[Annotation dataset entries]
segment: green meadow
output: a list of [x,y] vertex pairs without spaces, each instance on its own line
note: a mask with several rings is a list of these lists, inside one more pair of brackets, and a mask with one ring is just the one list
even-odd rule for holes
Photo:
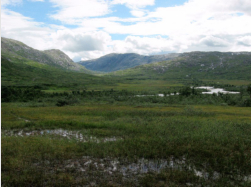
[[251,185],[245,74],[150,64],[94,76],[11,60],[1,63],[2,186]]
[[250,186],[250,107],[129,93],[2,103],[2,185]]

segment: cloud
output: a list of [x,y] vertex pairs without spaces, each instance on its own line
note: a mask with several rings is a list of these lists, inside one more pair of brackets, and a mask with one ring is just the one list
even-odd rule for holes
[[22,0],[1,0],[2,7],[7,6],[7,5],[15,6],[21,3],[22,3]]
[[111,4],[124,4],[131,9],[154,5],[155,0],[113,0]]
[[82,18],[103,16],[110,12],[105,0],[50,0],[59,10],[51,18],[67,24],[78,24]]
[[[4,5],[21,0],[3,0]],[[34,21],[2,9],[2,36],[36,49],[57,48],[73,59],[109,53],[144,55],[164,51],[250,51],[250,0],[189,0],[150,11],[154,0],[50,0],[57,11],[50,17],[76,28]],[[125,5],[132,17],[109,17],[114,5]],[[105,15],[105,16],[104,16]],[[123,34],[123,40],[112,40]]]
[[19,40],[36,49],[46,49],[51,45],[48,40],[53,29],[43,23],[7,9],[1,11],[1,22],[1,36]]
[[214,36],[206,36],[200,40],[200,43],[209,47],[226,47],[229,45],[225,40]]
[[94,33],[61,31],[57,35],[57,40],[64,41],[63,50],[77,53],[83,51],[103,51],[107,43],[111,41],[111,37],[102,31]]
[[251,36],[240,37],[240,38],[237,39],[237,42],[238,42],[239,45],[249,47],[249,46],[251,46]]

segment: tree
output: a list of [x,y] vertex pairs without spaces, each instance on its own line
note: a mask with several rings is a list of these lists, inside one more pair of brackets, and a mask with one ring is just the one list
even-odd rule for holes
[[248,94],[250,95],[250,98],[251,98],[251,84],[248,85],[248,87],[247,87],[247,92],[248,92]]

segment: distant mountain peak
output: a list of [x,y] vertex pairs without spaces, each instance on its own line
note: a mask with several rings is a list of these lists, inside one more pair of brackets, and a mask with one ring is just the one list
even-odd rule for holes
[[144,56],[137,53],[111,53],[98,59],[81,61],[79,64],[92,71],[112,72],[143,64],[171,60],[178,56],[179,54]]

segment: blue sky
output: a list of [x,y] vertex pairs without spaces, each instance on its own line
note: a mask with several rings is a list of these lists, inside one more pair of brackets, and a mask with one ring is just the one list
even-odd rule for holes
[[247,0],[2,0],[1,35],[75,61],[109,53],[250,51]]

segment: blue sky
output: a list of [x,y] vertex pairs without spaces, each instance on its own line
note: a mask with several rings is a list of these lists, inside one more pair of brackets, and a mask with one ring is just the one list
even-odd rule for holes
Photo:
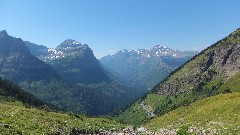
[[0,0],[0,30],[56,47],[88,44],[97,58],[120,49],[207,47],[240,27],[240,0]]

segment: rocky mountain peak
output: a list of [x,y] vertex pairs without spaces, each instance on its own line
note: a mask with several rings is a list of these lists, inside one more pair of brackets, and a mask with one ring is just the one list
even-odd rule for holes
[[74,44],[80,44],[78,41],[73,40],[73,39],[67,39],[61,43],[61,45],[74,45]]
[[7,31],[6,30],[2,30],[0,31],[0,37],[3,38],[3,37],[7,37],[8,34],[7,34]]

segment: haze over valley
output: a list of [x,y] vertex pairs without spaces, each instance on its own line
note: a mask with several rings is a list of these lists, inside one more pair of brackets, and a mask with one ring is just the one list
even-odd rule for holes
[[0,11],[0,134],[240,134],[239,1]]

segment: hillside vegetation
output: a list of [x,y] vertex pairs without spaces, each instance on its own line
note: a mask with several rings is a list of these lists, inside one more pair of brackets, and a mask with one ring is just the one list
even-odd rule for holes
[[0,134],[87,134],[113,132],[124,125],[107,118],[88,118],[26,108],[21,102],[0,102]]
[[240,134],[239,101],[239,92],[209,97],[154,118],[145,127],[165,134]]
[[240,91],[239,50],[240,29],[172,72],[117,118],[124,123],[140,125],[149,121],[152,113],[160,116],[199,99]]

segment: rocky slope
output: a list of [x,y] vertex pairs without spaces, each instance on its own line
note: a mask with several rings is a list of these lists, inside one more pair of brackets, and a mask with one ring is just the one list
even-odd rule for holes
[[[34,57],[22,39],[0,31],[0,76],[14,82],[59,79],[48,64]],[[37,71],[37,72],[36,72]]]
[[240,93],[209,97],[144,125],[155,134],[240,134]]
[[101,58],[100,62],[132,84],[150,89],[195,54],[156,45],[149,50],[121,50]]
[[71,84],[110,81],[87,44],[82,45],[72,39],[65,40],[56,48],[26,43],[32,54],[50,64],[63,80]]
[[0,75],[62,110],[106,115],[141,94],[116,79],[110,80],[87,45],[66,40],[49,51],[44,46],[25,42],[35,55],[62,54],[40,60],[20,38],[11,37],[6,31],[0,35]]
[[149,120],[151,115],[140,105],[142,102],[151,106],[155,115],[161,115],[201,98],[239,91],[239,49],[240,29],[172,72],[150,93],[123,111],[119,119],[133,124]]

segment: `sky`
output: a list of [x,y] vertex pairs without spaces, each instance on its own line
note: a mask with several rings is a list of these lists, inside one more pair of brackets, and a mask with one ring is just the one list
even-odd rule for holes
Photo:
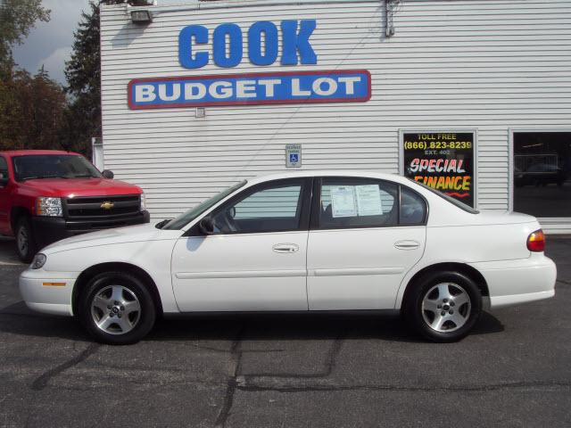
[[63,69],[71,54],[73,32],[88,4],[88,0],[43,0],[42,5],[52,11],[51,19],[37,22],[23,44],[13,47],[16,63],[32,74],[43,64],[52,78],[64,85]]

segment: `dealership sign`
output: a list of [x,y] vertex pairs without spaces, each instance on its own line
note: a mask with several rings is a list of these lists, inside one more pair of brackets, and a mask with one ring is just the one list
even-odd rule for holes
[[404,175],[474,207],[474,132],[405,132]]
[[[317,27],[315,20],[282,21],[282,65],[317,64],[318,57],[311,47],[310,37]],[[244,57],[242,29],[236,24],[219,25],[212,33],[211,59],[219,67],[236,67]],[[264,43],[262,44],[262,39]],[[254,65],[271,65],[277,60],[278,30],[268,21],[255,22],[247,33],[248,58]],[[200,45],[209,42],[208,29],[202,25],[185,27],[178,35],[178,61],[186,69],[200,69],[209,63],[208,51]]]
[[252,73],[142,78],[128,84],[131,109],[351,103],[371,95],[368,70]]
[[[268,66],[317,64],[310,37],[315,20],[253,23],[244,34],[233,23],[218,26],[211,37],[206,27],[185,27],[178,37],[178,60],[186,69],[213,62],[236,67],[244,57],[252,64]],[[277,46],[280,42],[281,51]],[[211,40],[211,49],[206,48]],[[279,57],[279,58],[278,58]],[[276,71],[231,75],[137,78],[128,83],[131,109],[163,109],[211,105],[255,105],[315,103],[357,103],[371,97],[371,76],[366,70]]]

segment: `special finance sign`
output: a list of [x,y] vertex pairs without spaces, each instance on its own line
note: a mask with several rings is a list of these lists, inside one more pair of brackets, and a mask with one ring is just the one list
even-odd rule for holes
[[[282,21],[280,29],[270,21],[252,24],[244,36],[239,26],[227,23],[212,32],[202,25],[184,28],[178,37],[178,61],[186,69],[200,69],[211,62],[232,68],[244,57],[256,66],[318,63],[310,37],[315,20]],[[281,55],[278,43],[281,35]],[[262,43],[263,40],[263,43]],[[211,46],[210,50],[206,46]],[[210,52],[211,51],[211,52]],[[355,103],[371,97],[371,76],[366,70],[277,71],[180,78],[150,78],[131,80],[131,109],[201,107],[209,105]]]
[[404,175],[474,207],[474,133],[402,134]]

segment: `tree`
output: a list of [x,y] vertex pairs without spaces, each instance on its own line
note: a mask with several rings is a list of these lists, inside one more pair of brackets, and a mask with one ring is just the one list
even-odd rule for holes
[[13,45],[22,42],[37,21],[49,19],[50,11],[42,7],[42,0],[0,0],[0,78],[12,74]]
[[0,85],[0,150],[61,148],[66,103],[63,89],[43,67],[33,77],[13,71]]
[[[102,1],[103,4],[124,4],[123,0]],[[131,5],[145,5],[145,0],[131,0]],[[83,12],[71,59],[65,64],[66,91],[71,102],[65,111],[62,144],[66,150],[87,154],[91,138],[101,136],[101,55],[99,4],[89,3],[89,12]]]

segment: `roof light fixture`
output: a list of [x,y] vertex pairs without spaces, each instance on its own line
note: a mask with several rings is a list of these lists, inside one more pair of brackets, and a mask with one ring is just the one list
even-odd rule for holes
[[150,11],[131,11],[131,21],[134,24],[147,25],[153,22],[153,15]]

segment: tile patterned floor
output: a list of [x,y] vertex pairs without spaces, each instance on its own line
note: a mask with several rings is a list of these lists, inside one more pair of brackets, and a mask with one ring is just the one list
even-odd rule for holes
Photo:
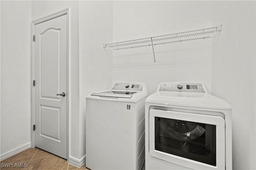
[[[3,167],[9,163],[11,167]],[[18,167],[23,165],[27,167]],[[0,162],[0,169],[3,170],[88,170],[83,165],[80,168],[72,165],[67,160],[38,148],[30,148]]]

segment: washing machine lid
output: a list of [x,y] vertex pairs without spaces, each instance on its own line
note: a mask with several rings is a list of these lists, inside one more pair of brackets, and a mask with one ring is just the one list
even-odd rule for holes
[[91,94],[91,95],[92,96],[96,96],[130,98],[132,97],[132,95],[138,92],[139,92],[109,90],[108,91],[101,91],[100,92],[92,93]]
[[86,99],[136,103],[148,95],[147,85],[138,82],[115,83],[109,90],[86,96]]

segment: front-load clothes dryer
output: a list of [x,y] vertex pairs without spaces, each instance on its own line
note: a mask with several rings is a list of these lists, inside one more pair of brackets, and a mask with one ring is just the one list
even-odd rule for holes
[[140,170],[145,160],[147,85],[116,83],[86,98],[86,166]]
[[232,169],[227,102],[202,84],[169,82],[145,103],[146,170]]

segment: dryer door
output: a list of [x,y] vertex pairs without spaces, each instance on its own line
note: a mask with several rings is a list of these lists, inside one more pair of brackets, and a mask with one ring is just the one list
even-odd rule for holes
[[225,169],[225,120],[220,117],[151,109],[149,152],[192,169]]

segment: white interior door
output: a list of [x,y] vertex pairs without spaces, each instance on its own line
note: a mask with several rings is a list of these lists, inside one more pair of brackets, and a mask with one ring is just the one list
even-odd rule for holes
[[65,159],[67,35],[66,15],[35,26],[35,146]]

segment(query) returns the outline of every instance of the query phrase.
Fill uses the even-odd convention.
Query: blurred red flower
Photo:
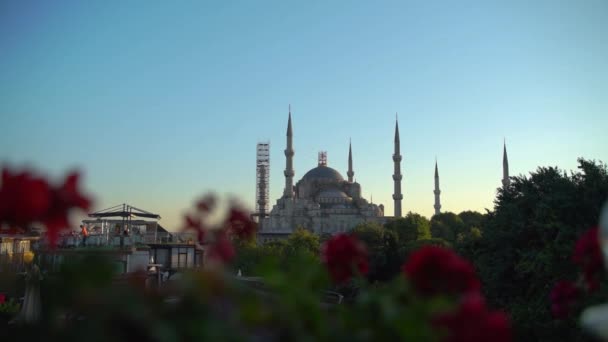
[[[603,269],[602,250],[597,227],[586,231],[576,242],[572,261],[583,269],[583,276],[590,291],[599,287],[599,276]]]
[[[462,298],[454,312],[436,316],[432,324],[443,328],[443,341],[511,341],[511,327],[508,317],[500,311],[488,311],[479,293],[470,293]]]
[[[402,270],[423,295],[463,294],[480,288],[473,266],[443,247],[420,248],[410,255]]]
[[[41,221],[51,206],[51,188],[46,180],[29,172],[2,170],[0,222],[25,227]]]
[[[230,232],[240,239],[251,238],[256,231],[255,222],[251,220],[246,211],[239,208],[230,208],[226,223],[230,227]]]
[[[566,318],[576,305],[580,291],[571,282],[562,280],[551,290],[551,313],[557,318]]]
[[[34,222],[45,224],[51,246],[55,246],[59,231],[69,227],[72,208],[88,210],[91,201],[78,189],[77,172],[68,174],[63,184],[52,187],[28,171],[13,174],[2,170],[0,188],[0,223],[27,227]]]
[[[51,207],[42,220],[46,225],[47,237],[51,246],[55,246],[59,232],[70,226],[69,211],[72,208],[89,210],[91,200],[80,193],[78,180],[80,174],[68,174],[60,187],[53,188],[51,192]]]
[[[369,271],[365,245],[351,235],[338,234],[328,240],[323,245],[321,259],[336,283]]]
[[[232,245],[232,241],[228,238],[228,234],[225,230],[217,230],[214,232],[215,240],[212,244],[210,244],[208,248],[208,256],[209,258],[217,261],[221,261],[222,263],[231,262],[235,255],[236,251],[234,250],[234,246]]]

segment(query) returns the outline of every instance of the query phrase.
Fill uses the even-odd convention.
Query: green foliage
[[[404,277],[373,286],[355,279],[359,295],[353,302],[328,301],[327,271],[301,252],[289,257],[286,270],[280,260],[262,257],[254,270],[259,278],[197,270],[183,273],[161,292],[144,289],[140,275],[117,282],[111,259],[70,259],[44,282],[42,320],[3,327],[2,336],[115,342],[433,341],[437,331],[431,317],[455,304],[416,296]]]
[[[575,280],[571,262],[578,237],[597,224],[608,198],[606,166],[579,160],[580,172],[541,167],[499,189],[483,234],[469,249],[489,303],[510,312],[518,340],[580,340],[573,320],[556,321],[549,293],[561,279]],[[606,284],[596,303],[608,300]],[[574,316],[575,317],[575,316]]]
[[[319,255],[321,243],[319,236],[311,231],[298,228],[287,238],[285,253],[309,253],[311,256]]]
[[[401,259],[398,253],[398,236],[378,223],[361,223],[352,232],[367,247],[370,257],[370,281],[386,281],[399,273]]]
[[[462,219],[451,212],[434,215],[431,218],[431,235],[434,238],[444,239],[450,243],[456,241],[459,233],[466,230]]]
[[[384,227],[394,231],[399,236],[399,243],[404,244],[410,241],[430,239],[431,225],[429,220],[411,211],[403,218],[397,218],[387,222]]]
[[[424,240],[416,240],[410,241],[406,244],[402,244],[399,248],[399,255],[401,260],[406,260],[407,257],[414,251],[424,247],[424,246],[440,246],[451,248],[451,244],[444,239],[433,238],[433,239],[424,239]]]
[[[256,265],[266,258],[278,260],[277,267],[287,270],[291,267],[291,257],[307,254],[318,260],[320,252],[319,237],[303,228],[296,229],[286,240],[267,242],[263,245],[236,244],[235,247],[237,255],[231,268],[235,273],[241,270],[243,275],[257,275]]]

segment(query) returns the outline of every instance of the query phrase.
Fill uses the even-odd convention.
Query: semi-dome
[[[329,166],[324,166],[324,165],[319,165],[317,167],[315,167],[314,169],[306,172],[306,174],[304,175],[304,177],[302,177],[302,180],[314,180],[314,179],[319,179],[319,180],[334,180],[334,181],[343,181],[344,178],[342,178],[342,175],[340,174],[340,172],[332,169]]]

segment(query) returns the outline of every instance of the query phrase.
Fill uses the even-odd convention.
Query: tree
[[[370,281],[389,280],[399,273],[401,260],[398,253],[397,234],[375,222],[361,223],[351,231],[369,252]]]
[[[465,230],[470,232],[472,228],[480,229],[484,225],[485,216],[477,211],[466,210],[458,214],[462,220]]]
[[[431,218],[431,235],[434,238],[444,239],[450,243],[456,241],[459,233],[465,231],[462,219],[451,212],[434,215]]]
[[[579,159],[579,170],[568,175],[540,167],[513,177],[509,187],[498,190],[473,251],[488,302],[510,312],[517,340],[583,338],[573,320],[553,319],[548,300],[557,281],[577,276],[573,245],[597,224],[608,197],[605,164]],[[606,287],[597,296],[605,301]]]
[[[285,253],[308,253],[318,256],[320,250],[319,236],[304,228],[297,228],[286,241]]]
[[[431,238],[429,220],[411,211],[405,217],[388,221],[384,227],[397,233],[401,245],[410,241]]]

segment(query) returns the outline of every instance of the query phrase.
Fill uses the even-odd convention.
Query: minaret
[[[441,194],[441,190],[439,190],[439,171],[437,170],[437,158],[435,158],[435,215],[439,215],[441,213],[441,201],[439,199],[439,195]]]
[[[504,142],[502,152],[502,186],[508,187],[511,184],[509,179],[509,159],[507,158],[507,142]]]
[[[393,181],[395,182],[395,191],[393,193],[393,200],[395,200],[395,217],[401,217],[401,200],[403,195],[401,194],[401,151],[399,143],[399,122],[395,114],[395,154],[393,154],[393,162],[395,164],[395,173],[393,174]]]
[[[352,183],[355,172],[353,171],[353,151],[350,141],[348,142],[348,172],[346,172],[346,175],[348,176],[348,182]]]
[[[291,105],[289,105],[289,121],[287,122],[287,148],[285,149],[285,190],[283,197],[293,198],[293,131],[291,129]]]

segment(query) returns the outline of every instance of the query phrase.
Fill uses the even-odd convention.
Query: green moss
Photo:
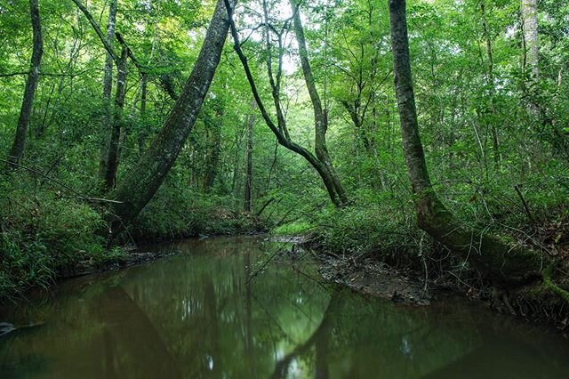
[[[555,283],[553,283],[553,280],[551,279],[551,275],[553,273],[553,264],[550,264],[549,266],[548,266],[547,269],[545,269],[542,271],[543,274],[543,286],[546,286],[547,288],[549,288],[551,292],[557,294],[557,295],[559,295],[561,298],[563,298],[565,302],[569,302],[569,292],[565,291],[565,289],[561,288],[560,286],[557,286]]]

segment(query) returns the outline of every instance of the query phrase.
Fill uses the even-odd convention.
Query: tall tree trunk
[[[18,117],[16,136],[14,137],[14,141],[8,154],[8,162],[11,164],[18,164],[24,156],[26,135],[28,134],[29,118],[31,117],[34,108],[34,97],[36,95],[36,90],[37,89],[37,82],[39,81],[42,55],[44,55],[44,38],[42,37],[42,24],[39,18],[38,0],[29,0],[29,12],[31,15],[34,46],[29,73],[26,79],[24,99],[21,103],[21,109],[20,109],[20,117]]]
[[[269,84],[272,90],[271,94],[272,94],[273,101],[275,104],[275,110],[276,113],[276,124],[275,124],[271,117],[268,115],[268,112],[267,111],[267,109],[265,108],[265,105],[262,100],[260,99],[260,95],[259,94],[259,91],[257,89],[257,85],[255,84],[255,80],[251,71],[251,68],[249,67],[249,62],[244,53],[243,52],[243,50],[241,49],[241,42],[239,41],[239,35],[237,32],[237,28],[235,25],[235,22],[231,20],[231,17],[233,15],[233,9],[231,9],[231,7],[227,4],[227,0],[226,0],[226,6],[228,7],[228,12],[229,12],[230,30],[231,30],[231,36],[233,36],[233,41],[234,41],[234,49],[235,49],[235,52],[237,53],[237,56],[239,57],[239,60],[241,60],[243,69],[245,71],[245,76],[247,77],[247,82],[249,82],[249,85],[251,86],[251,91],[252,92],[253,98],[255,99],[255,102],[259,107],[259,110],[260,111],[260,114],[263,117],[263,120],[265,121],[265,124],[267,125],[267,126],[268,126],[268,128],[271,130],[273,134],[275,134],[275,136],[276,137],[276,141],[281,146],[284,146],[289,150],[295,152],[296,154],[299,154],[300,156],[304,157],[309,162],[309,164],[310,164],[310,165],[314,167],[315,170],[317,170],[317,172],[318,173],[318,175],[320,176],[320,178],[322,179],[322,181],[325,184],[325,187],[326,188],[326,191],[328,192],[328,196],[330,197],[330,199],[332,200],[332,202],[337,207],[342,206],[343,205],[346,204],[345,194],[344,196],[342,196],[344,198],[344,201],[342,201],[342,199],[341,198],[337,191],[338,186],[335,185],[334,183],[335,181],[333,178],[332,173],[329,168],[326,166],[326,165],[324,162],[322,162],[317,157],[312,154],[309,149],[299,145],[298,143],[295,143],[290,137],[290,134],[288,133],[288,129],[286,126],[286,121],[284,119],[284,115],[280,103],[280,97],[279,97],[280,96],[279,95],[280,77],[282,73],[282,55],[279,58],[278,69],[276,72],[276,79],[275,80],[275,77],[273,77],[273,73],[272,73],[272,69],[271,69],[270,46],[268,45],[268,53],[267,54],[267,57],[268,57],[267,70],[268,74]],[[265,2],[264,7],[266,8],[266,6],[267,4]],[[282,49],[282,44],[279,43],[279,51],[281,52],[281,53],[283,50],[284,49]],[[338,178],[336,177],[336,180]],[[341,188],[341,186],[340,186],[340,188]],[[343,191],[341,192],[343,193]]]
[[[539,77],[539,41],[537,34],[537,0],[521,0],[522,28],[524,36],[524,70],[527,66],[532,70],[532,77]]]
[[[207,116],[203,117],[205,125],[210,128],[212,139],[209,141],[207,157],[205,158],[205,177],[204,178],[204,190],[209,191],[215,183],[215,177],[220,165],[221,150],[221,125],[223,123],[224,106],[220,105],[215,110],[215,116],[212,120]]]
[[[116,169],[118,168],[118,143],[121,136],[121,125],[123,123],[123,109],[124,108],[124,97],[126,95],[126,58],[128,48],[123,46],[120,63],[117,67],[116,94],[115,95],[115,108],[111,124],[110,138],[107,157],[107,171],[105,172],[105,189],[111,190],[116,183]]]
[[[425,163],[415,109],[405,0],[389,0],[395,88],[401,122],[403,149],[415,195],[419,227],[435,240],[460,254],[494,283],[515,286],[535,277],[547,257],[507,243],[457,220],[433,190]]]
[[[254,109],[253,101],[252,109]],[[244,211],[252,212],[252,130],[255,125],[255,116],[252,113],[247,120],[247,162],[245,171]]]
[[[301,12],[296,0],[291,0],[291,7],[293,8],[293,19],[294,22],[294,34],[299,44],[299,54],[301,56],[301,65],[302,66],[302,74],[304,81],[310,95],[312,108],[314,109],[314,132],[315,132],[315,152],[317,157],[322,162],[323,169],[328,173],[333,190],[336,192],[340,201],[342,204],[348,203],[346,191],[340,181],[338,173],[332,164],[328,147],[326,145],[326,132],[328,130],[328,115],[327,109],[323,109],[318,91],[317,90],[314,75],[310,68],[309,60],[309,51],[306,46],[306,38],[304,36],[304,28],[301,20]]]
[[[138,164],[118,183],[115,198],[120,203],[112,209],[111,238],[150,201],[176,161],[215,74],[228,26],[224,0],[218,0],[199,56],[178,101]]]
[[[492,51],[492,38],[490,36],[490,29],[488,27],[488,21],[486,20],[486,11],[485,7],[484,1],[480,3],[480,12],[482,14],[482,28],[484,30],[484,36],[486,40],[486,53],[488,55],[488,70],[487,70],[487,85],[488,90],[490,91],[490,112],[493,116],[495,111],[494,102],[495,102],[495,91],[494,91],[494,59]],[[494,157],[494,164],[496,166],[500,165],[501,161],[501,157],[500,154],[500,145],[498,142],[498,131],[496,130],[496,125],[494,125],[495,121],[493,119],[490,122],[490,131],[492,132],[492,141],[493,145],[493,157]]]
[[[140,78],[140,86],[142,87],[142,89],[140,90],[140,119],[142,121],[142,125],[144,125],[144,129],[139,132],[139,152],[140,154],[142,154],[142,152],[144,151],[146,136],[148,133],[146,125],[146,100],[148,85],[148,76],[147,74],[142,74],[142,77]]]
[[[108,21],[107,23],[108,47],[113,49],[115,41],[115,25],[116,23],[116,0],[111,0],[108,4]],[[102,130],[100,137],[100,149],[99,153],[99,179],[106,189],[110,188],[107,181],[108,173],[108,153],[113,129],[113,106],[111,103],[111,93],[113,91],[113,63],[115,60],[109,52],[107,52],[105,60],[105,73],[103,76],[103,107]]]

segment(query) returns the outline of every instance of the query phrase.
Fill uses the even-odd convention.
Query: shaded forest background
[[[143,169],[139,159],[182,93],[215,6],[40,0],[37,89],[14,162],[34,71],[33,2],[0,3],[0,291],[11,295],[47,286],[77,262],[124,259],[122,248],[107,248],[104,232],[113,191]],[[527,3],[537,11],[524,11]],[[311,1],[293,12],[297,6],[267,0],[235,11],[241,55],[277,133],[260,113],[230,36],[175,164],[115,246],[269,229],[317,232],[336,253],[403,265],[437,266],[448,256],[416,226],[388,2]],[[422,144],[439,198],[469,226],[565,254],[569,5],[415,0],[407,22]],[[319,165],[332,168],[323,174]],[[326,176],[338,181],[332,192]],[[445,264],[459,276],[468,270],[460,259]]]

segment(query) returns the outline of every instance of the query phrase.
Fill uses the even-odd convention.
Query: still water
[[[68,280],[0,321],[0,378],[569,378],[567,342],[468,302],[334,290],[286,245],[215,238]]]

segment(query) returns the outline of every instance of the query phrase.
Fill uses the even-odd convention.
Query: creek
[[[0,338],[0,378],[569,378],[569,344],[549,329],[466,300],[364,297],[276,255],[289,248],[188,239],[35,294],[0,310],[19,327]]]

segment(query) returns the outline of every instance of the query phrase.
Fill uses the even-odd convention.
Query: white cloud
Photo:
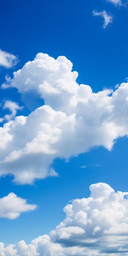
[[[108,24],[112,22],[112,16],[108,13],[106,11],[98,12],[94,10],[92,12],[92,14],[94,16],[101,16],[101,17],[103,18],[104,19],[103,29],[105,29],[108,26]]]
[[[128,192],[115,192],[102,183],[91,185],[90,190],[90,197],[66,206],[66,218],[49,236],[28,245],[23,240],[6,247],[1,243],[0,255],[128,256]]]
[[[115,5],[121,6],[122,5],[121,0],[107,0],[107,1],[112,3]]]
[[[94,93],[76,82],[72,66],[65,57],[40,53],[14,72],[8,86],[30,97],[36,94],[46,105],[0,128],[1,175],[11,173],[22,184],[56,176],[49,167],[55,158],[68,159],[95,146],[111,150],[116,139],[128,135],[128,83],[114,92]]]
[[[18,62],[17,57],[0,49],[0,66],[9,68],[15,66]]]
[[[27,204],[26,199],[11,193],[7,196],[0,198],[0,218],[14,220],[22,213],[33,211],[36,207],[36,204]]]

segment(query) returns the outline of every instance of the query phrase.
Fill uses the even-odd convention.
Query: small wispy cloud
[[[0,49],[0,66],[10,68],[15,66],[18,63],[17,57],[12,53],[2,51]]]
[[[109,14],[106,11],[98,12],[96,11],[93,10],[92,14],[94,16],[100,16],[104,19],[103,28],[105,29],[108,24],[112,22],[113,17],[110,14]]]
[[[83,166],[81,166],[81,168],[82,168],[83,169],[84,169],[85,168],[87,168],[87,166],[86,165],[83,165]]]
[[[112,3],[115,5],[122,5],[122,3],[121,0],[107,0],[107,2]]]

## Prompt
Repeat the data word for word from the very start through the line that contains "[[250,186],[250,107],[129,93],[2,103],[2,185]]", and leave the pictures out of your answer.

## Solved problem
segment: green meadow
output: a list of [x,y] vertex pairs without spaces, each instance on its own line
note: a mask with several rings is a list of these lists, inside one more pair of brackets, and a mask with one ring is just the one list
even-odd rule for holes
Photo:
[[251,185],[245,74],[150,64],[94,76],[11,60],[1,63],[2,186]]
[[250,186],[250,107],[129,93],[2,103],[2,185]]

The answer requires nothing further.